Convert the items below into a JSON list of strings with one string per line and no blank lines. Leave the pictures out.

[Rows from an object pointing dataset]
::::::::
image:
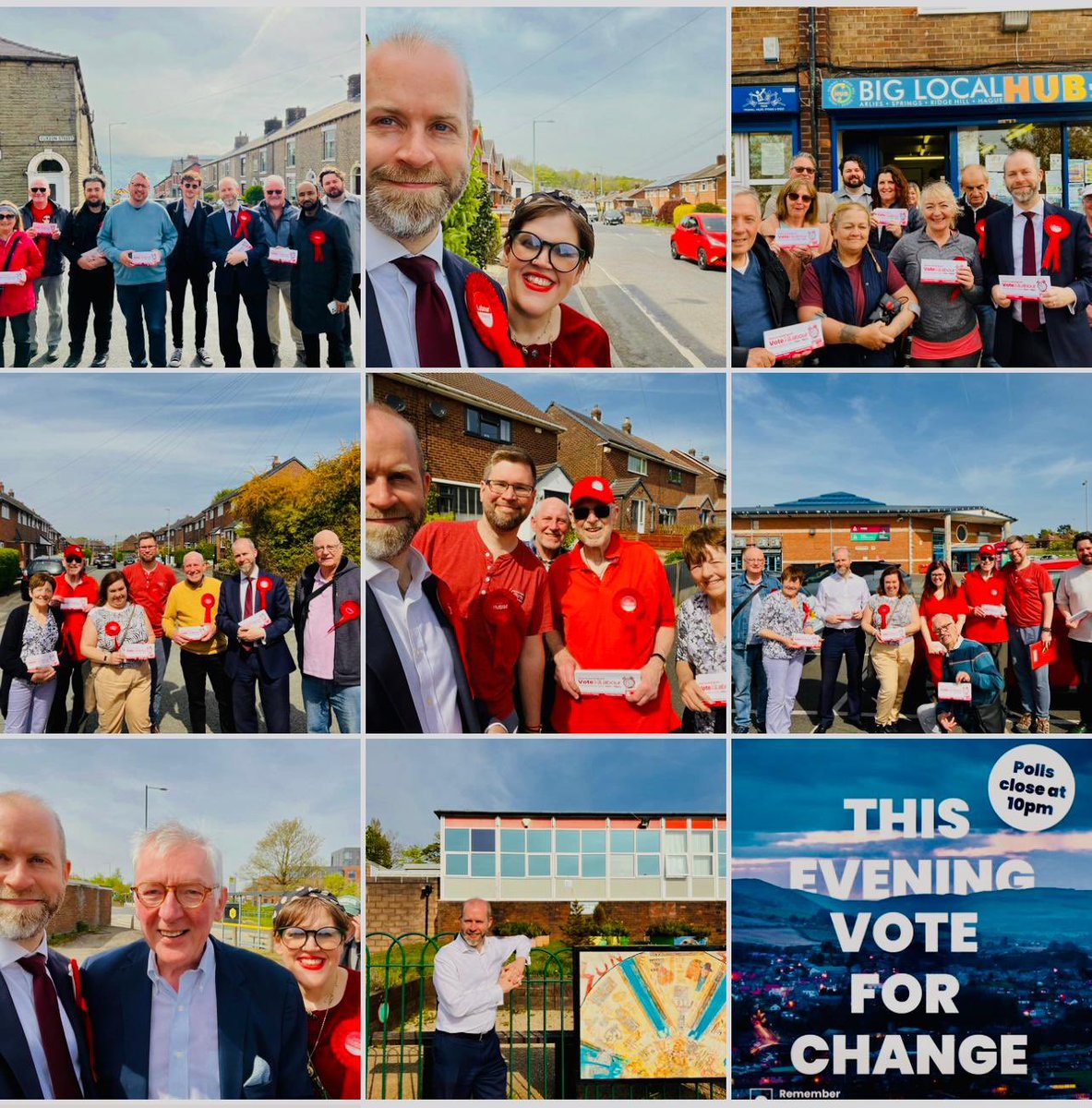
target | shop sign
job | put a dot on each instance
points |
(959, 90)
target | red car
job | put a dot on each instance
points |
(702, 237)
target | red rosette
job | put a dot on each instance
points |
(318, 237)
(1056, 228)
(489, 319)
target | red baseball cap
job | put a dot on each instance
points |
(592, 488)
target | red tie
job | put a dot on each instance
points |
(46, 1007)
(1030, 309)
(437, 346)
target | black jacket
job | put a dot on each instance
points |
(782, 309)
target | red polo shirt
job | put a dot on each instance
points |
(600, 635)
(150, 591)
(72, 621)
(500, 601)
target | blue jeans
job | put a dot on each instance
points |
(321, 697)
(1035, 684)
(151, 300)
(747, 668)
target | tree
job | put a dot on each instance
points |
(286, 857)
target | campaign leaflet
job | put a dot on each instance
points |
(910, 919)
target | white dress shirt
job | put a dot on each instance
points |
(184, 1056)
(397, 296)
(21, 986)
(467, 994)
(421, 644)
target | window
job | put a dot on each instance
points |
(487, 426)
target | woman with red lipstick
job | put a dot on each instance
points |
(547, 247)
(310, 929)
::::::::
• REPLY TO THE TASK:
[
  "image:",
  "target | shop sign",
  "job | put a dot on each instance",
  "points |",
  "(959, 90)",
  "target | red car",
  "job | put a dot on each instance",
  "points |",
  "(702, 237)",
  "target | red rosette",
  "job | put a dot on each instance",
  "points |",
  "(318, 237)",
  "(1056, 228)",
  "(489, 319)",
  "target | red baseball cap",
  "job | put a dot on each instance",
  "points |",
  "(592, 488)",
  "target | red tie",
  "job | put a dot on each instance",
  "points |",
  "(46, 1007)",
  "(1030, 309)",
  "(437, 346)",
  "target | black jacket",
  "job | put a dot on each instance",
  "points |",
  "(782, 309)",
  "target | red polo shirt",
  "job | put a dot on each instance",
  "points |",
  "(600, 635)",
  "(150, 591)",
  "(72, 621)",
  "(500, 601)",
  "target | blue jeans",
  "job | put a dot on each instance",
  "points |",
  "(321, 697)",
  "(1035, 684)",
  "(151, 300)",
  "(747, 668)",
  "target | tree",
  "job | put a dot on each instance",
  "points |",
  "(286, 857)",
  "target | campaign leaflet",
  "job | put a dot on each instance",
  "points |",
  "(910, 919)",
  "target | white dress shirt",
  "job | put a dot on each instance",
  "points |",
  "(184, 1056)",
  "(397, 296)",
  "(21, 986)",
  "(467, 994)",
  "(421, 644)",
  "target | window",
  "job | put a dot on each instance",
  "points |",
  "(487, 426)",
  "target | woman with red lipstick",
  "job | put a dot on each instance",
  "points |",
  "(547, 247)",
  "(310, 929)"
]